WHAT YOU HAVE TO DO:
Across all the records, filter for lines with the word "pier" and copy them.

Extracted records:
----
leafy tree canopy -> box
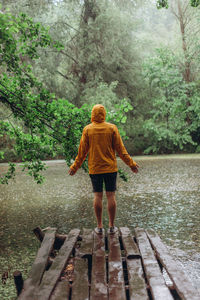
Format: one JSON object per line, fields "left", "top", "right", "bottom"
{"left": 143, "top": 48, "right": 200, "bottom": 154}
{"left": 0, "top": 10, "right": 132, "bottom": 184}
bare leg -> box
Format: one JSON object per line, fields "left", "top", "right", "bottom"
{"left": 93, "top": 192, "right": 103, "bottom": 228}
{"left": 106, "top": 191, "right": 116, "bottom": 227}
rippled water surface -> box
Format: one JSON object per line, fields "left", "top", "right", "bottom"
{"left": 0, "top": 154, "right": 200, "bottom": 298}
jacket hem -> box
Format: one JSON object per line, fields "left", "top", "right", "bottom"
{"left": 89, "top": 168, "right": 118, "bottom": 175}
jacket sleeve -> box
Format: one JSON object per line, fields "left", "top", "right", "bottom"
{"left": 113, "top": 125, "right": 137, "bottom": 168}
{"left": 70, "top": 127, "right": 89, "bottom": 173}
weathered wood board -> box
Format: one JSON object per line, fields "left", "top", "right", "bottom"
{"left": 108, "top": 230, "right": 126, "bottom": 300}
{"left": 120, "top": 227, "right": 140, "bottom": 258}
{"left": 18, "top": 228, "right": 56, "bottom": 300}
{"left": 90, "top": 230, "right": 107, "bottom": 300}
{"left": 78, "top": 228, "right": 93, "bottom": 258}
{"left": 135, "top": 227, "right": 174, "bottom": 300}
{"left": 126, "top": 258, "right": 149, "bottom": 300}
{"left": 71, "top": 257, "right": 89, "bottom": 300}
{"left": 50, "top": 279, "right": 70, "bottom": 300}
{"left": 71, "top": 229, "right": 93, "bottom": 300}
{"left": 146, "top": 229, "right": 200, "bottom": 300}
{"left": 120, "top": 227, "right": 148, "bottom": 300}
{"left": 15, "top": 226, "right": 200, "bottom": 300}
{"left": 36, "top": 228, "right": 80, "bottom": 300}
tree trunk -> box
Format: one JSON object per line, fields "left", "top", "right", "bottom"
{"left": 177, "top": 0, "right": 191, "bottom": 124}
{"left": 177, "top": 0, "right": 191, "bottom": 83}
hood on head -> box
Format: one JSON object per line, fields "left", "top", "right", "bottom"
{"left": 91, "top": 104, "right": 106, "bottom": 123}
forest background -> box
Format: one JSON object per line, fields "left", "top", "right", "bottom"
{"left": 0, "top": 0, "right": 200, "bottom": 183}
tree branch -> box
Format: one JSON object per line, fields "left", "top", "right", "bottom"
{"left": 56, "top": 70, "right": 76, "bottom": 86}
{"left": 60, "top": 50, "right": 78, "bottom": 64}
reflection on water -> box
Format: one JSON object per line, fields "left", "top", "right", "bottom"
{"left": 0, "top": 155, "right": 200, "bottom": 298}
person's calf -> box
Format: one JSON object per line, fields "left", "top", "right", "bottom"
{"left": 106, "top": 191, "right": 116, "bottom": 228}
{"left": 93, "top": 192, "right": 103, "bottom": 228}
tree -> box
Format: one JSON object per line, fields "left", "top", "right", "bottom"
{"left": 1, "top": 0, "right": 141, "bottom": 105}
{"left": 141, "top": 0, "right": 200, "bottom": 154}
{"left": 168, "top": 0, "right": 200, "bottom": 83}
{"left": 2, "top": 0, "right": 198, "bottom": 162}
{"left": 1, "top": 0, "right": 146, "bottom": 156}
{"left": 0, "top": 10, "right": 133, "bottom": 183}
{"left": 143, "top": 48, "right": 199, "bottom": 153}
{"left": 56, "top": 0, "right": 141, "bottom": 107}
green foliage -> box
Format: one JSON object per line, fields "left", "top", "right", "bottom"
{"left": 0, "top": 10, "right": 133, "bottom": 183}
{"left": 0, "top": 151, "right": 4, "bottom": 159}
{"left": 143, "top": 48, "right": 199, "bottom": 154}
{"left": 50, "top": 0, "right": 140, "bottom": 106}
{"left": 81, "top": 81, "right": 119, "bottom": 109}
{"left": 190, "top": 0, "right": 200, "bottom": 7}
{"left": 118, "top": 168, "right": 129, "bottom": 182}
{"left": 1, "top": 0, "right": 199, "bottom": 182}
{"left": 156, "top": 0, "right": 169, "bottom": 9}
{"left": 0, "top": 162, "right": 15, "bottom": 184}
{"left": 2, "top": 0, "right": 145, "bottom": 155}
{"left": 106, "top": 99, "right": 133, "bottom": 138}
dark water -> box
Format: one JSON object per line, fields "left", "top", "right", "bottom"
{"left": 0, "top": 155, "right": 200, "bottom": 298}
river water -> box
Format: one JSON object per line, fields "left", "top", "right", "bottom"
{"left": 0, "top": 154, "right": 200, "bottom": 298}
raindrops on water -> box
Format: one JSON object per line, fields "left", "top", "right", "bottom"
{"left": 0, "top": 157, "right": 200, "bottom": 297}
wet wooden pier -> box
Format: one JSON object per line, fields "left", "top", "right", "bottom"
{"left": 14, "top": 227, "right": 199, "bottom": 300}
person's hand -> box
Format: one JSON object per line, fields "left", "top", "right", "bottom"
{"left": 68, "top": 168, "right": 75, "bottom": 176}
{"left": 131, "top": 163, "right": 139, "bottom": 173}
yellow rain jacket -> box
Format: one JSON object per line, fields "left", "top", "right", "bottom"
{"left": 70, "top": 104, "right": 137, "bottom": 174}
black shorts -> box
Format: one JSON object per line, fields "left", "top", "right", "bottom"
{"left": 89, "top": 172, "right": 117, "bottom": 193}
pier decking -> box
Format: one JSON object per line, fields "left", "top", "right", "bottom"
{"left": 14, "top": 227, "right": 199, "bottom": 300}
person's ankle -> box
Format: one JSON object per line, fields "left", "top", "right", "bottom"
{"left": 108, "top": 226, "right": 118, "bottom": 234}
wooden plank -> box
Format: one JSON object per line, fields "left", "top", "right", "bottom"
{"left": 18, "top": 228, "right": 56, "bottom": 300}
{"left": 33, "top": 227, "right": 67, "bottom": 250}
{"left": 135, "top": 228, "right": 173, "bottom": 300}
{"left": 120, "top": 227, "right": 147, "bottom": 299}
{"left": 29, "top": 228, "right": 56, "bottom": 285}
{"left": 120, "top": 227, "right": 140, "bottom": 258}
{"left": 108, "top": 230, "right": 126, "bottom": 300}
{"left": 90, "top": 231, "right": 107, "bottom": 300}
{"left": 36, "top": 228, "right": 80, "bottom": 300}
{"left": 127, "top": 259, "right": 148, "bottom": 300}
{"left": 50, "top": 279, "right": 70, "bottom": 300}
{"left": 70, "top": 228, "right": 93, "bottom": 299}
{"left": 71, "top": 257, "right": 89, "bottom": 300}
{"left": 146, "top": 229, "right": 200, "bottom": 300}
{"left": 79, "top": 228, "right": 93, "bottom": 258}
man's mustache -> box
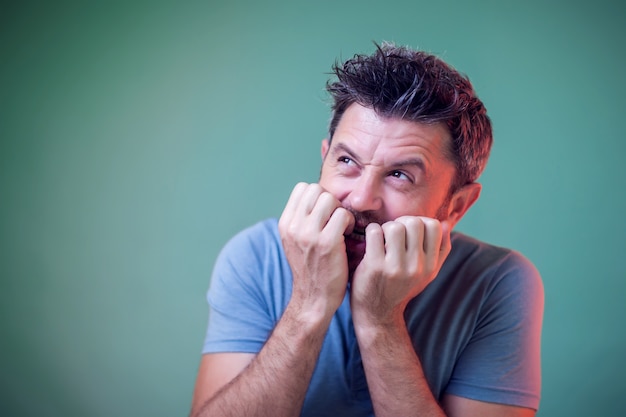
----
FINAL ANSWER:
wet wooden pier -> box
pier decking -> box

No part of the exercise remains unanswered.